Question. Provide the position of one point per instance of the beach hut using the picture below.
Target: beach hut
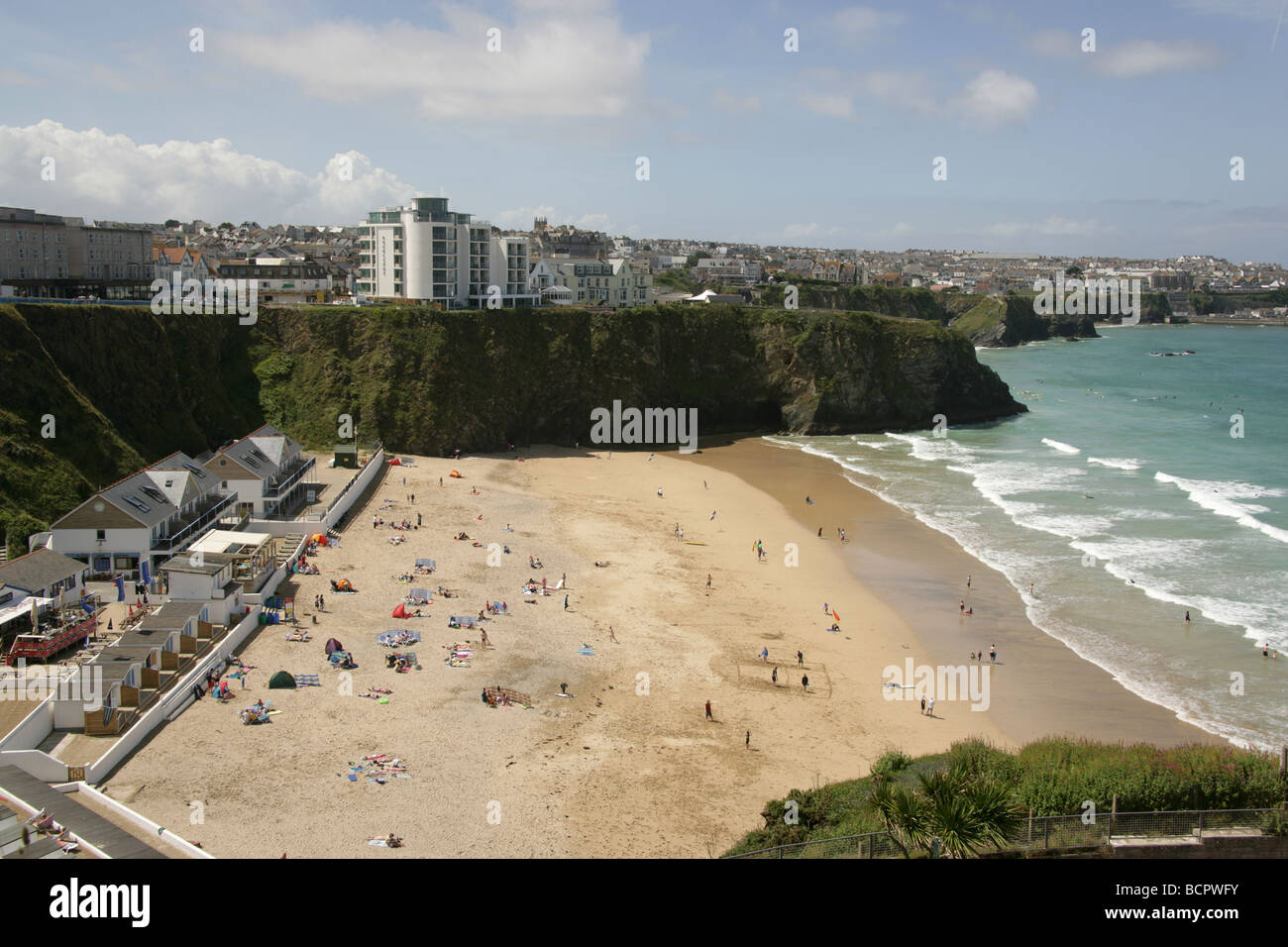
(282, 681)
* * *
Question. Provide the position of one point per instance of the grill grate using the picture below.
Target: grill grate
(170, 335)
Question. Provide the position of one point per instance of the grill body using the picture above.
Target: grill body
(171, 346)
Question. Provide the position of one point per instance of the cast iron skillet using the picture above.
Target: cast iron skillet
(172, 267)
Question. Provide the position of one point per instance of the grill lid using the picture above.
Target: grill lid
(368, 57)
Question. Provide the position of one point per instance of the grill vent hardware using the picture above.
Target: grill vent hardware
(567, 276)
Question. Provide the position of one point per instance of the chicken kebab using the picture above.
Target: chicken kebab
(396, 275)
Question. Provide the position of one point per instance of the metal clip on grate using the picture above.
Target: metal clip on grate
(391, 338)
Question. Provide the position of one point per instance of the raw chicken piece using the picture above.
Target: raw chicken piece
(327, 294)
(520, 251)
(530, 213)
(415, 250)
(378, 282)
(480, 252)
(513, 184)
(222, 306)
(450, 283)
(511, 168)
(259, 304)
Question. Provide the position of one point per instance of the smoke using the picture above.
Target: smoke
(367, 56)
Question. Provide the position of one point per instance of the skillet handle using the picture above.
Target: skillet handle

§ EXERCISE DETAILS: Rewrite the part of the listing running from the line containing "body using the picture above." down to the line containing "Target: skillet handle", putting "uncooked chicken piece" wherever "raw chicken piece" appears and leaving everything else unchanged.

§ SOLUTION BELOW:
Question. Provide the position of one point per instance of the grill body using the picture above.
Target: grill body
(171, 346)
Question. Provide the position of one point per instance of the cast iron skillet using the picture above.
Target: cast iron skillet
(172, 267)
Question. Provide the position of one point per instance of the grill lid using the picture above.
Target: grill lid
(368, 57)
Question. Provide the position of one point per instance of the grill vent hardware using the picture above.
Target: grill vent hardware
(567, 276)
Question. Provide the position of one point per instance of the chicken kebab using the picture above.
Target: chicken kebab
(396, 275)
Question. Provide the position of one point per instance of the metal clip on grate using the picture above.
Target: metal clip on grate
(391, 338)
Question. Provide the position of one point per instance of the uncooked chicken piece using the picture above.
Target: uncooked chicken piece
(327, 294)
(520, 251)
(530, 213)
(415, 250)
(378, 282)
(480, 252)
(513, 184)
(222, 306)
(450, 283)
(511, 168)
(259, 304)
Question. Provide the position of one point per instance of the smoke using the picture above.
Target: smoke
(367, 56)
Question. Provide the position of one point per instance of the skillet handle using the picture above.
Target: skillet handle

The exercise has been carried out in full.